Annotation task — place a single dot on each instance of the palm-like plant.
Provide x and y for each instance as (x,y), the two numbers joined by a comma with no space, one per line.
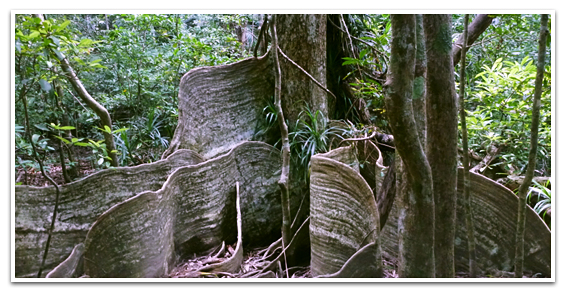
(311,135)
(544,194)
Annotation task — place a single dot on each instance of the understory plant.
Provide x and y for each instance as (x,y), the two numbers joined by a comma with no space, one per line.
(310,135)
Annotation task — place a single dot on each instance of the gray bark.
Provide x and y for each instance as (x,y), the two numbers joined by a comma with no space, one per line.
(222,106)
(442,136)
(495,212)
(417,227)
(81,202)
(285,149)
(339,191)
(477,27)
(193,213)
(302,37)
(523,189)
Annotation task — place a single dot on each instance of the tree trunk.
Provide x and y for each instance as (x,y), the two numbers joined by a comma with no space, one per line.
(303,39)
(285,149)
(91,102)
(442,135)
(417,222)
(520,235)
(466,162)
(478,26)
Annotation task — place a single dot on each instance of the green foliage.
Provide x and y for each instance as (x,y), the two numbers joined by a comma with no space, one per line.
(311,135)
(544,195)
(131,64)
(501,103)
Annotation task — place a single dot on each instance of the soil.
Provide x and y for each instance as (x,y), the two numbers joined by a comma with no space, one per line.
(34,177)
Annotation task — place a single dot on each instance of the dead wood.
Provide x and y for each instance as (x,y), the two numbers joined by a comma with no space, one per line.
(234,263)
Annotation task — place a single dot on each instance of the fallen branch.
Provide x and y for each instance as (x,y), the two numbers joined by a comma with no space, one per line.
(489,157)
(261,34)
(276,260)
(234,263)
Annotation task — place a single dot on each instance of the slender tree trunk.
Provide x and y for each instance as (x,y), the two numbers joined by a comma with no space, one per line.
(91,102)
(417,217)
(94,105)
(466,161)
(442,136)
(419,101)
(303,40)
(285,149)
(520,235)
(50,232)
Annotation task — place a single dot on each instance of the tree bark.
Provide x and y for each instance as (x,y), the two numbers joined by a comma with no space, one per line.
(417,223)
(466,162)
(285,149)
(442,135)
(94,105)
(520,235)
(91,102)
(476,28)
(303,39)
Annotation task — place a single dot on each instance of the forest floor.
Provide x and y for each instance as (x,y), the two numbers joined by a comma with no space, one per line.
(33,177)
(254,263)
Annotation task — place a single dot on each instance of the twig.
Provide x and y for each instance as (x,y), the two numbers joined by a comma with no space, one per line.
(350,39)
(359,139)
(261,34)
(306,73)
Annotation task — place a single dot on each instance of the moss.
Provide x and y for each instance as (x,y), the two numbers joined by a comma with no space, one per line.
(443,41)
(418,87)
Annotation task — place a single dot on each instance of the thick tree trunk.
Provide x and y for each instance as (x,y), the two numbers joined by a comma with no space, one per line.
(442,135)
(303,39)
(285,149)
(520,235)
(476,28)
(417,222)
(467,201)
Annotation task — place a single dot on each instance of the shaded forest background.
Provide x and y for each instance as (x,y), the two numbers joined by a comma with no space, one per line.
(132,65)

━━━━━━━━━━━━━━━━━━━━━━━━━━━━━━

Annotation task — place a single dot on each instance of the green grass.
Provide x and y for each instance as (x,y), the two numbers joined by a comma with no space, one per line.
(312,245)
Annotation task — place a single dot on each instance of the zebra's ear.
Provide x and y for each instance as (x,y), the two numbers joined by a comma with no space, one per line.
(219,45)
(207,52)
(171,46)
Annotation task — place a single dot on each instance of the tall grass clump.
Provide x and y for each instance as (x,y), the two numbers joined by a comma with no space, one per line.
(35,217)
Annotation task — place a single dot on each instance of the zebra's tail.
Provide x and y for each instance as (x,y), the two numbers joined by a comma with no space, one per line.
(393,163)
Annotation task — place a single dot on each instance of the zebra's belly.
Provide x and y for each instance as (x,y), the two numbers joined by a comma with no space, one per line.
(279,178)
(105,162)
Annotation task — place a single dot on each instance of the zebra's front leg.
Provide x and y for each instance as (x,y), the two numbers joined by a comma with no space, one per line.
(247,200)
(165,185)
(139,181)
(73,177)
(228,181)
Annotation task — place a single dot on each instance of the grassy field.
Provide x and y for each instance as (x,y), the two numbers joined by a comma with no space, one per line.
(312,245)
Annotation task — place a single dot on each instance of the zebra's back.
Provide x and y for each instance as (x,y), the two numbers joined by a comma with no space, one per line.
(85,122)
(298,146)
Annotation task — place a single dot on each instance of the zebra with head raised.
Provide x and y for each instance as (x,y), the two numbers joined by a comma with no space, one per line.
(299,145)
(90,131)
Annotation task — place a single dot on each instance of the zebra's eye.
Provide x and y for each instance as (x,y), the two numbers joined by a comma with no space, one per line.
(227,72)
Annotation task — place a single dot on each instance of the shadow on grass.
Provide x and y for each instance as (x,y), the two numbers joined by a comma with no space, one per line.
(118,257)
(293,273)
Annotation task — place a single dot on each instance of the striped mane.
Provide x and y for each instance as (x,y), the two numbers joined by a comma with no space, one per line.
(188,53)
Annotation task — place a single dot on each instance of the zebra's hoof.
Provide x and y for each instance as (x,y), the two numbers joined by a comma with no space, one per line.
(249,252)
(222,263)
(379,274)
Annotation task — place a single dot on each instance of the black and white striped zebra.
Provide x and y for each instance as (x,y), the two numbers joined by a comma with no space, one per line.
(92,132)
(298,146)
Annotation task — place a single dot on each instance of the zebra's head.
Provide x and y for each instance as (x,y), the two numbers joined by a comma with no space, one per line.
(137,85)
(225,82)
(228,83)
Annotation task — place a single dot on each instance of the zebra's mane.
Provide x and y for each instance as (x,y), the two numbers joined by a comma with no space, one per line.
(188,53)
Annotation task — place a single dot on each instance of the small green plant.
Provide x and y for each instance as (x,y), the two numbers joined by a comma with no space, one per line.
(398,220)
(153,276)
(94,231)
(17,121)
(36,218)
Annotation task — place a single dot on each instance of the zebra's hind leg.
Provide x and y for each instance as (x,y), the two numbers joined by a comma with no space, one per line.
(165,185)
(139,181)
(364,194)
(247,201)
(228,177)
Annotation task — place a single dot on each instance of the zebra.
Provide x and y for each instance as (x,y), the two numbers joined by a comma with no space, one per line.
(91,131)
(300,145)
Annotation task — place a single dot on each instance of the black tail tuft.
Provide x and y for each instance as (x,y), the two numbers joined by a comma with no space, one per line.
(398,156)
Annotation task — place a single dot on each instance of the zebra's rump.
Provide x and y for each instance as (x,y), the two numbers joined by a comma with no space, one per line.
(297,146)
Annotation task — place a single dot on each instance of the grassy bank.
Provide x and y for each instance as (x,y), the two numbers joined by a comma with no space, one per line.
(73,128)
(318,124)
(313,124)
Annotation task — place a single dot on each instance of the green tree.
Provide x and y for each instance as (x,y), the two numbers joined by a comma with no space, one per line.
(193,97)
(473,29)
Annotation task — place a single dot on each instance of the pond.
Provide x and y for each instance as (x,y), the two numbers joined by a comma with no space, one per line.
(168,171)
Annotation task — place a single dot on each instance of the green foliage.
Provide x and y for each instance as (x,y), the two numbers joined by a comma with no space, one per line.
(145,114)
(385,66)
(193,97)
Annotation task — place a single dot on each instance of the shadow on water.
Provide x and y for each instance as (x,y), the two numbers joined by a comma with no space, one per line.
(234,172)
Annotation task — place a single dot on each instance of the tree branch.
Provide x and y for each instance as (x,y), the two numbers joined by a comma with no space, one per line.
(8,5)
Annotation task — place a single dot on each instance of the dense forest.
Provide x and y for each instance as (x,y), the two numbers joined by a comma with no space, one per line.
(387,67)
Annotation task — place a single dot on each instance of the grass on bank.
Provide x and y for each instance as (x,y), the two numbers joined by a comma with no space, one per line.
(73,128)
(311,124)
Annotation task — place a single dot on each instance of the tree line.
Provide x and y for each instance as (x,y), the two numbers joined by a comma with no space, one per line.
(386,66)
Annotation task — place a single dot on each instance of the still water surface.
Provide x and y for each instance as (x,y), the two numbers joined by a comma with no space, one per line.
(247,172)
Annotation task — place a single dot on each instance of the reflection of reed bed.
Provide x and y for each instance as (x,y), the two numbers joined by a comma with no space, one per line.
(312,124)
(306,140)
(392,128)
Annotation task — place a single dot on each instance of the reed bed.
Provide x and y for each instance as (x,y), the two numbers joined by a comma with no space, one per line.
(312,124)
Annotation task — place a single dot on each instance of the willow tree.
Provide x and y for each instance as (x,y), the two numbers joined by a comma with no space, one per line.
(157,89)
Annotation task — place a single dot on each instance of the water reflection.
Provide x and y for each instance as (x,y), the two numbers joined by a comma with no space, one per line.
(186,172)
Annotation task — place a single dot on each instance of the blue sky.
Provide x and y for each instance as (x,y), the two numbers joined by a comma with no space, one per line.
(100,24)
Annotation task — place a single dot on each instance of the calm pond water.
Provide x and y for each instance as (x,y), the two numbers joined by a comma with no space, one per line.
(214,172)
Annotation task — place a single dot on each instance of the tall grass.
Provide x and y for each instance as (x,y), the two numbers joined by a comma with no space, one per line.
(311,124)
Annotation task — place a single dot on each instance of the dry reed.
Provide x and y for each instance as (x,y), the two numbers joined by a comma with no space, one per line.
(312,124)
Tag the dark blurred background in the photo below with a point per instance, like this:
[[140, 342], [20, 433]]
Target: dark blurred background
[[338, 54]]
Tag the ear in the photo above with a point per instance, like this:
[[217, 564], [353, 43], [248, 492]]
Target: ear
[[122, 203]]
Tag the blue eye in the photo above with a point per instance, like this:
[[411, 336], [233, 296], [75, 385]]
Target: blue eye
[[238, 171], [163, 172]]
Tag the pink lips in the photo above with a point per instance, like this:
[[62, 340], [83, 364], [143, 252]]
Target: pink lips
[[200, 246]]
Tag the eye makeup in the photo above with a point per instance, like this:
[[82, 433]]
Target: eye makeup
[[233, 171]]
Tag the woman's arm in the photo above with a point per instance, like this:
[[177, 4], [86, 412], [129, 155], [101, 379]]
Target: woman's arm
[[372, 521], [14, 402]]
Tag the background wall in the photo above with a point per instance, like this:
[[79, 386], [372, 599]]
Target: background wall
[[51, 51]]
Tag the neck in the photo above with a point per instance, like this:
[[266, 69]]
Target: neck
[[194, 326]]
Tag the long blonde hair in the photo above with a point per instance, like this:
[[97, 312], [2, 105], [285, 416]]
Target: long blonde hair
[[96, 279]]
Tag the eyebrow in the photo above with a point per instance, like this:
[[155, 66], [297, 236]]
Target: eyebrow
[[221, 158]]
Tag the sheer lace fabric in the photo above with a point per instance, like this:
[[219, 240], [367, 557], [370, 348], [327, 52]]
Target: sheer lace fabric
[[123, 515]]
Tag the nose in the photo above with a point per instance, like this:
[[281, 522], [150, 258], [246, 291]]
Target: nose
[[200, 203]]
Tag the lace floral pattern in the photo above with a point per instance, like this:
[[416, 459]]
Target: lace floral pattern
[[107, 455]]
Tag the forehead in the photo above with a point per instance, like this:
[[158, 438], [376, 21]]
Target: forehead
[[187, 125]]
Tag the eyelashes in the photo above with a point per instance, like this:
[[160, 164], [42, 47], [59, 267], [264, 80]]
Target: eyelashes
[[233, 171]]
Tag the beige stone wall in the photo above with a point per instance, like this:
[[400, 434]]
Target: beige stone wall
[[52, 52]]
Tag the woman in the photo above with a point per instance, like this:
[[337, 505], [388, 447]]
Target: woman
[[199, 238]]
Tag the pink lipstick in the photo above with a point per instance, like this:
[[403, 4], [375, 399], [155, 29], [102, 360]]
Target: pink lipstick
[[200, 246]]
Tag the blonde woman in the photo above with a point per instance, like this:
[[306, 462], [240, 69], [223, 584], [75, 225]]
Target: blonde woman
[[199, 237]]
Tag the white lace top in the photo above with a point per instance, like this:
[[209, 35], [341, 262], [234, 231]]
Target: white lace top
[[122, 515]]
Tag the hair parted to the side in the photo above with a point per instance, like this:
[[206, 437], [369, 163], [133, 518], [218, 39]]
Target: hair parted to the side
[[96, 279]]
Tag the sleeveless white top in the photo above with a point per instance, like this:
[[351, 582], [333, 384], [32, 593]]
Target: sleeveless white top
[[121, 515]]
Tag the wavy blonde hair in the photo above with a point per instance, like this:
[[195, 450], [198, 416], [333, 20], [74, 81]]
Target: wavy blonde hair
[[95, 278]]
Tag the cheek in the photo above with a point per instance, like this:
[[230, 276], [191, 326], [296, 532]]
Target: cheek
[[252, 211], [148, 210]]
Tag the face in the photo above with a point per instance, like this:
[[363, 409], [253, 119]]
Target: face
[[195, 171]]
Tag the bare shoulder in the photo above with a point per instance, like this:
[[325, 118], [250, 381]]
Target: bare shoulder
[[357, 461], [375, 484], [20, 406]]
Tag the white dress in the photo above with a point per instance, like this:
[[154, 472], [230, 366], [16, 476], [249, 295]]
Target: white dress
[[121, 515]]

━━━━━━━━━━━━━━━━━━━━━━━━━━━━━━

Directions: Show all lines above holding "forest".

Written solution:
Annotation task — place a single dot on each instance of the forest floor.
Annotation task — place a single dot on each instance of the shaded forest background.
Annotation task — place a single dot on each instance of the dense forest.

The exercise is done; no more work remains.